Records to process
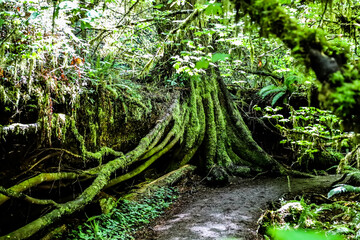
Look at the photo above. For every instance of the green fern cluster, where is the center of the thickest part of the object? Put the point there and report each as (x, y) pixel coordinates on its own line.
(277, 91)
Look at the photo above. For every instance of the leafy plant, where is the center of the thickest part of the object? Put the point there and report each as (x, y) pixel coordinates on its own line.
(126, 218)
(299, 234)
(343, 188)
(277, 91)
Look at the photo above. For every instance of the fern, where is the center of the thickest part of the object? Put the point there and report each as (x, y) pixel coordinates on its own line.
(343, 188)
(268, 90)
(277, 97)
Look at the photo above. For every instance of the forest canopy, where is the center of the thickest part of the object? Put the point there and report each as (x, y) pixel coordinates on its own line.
(95, 93)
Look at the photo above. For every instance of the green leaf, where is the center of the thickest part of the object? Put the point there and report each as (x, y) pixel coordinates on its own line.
(33, 16)
(277, 97)
(67, 5)
(213, 9)
(343, 188)
(202, 64)
(93, 14)
(159, 6)
(298, 234)
(219, 57)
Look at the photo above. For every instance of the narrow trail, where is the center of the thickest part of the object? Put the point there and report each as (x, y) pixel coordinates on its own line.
(230, 212)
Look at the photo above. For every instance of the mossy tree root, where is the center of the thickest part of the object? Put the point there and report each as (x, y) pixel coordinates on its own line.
(103, 174)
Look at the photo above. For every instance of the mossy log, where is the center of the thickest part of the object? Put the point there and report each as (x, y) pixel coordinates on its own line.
(166, 180)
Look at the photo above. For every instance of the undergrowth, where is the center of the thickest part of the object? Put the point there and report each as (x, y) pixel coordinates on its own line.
(125, 219)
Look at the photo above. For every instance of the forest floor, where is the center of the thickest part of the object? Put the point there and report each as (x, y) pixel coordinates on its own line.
(229, 212)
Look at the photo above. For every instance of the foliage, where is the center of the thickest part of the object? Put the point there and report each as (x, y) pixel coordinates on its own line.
(330, 220)
(343, 188)
(298, 234)
(310, 133)
(124, 220)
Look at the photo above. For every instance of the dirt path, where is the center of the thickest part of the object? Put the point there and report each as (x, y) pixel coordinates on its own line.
(230, 212)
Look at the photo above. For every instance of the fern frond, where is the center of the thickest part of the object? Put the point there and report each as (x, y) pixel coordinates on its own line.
(343, 188)
(277, 97)
(266, 89)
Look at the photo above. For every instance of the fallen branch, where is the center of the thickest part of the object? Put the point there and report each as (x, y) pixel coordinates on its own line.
(21, 196)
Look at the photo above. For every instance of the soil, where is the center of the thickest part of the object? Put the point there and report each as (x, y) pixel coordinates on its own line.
(229, 212)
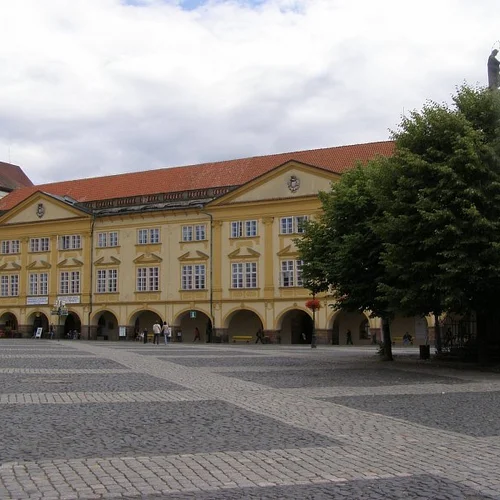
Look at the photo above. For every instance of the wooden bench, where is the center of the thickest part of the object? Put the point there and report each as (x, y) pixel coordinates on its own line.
(242, 338)
(400, 340)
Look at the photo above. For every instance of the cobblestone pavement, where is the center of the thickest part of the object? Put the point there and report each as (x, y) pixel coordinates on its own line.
(96, 420)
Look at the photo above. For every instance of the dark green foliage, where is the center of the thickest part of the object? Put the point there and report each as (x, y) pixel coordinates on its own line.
(418, 233)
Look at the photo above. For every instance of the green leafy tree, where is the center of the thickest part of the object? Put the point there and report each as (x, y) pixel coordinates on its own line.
(342, 251)
(441, 201)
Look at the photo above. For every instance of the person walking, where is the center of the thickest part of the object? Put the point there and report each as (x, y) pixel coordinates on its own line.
(196, 335)
(167, 332)
(349, 338)
(259, 336)
(156, 333)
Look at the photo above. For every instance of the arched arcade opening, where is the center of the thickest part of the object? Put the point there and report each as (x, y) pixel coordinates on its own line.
(144, 320)
(354, 322)
(296, 327)
(8, 325)
(189, 323)
(106, 326)
(242, 322)
(38, 320)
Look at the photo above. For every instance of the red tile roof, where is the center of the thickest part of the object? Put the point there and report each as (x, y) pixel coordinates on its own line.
(206, 175)
(12, 177)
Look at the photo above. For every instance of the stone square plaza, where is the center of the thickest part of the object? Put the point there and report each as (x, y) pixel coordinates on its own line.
(89, 420)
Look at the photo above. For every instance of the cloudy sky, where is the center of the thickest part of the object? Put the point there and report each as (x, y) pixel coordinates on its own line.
(94, 87)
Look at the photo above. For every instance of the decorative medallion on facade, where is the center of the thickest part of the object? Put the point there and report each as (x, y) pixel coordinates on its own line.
(40, 210)
(293, 183)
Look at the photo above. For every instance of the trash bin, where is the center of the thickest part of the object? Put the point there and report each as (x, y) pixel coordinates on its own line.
(425, 352)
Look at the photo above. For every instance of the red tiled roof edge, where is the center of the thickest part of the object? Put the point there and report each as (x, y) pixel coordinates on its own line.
(13, 177)
(202, 176)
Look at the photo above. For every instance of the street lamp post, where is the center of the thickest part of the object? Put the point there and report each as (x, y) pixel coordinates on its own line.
(314, 305)
(59, 310)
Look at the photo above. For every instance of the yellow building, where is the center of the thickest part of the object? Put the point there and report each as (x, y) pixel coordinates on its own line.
(204, 246)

Work instructions
Repeat exactly, and only, the lines from the line containing "Look at the photo above. For every instance of the cloudy" through the last line of the records above, both included.

Task output
Look at the photo above. For every instance of the cloudy sky, where is the center of the thickest part of the object? Put the point there and report each as (x, y) pixel coordinates on its own line.
(94, 87)
Look at the photo above. For every instance of the decorative medallion on facade, where is the center of the thickest part of the object? Put the point there and report each as (x, y) pixel coordinates on its own line.
(40, 210)
(293, 183)
Look at the photo above. For every instance of the trash bin, where is the center of the thickest part of the object? Put the point there and report each as (x, y) pixel coordinates on its own line.
(425, 352)
Look at the photo above. For every instance of the red tiled roof edge, where is the center of the thickest part of the object? Put the point there and report each as (x, y) pixel coordinates on its own line.
(13, 177)
(202, 176)
Look at the photo above. For every instance of the street lamp post, where is the center of the thickest part of the object? Put the point there and report each as (x, y) pixel coordinates on its own line.
(314, 305)
(59, 310)
Look at the photo above. For every instance of the yellow building, where is the center of the thickest part of the object? Put the point there and report each as (x, y) pixel coordinates on its own line.
(204, 246)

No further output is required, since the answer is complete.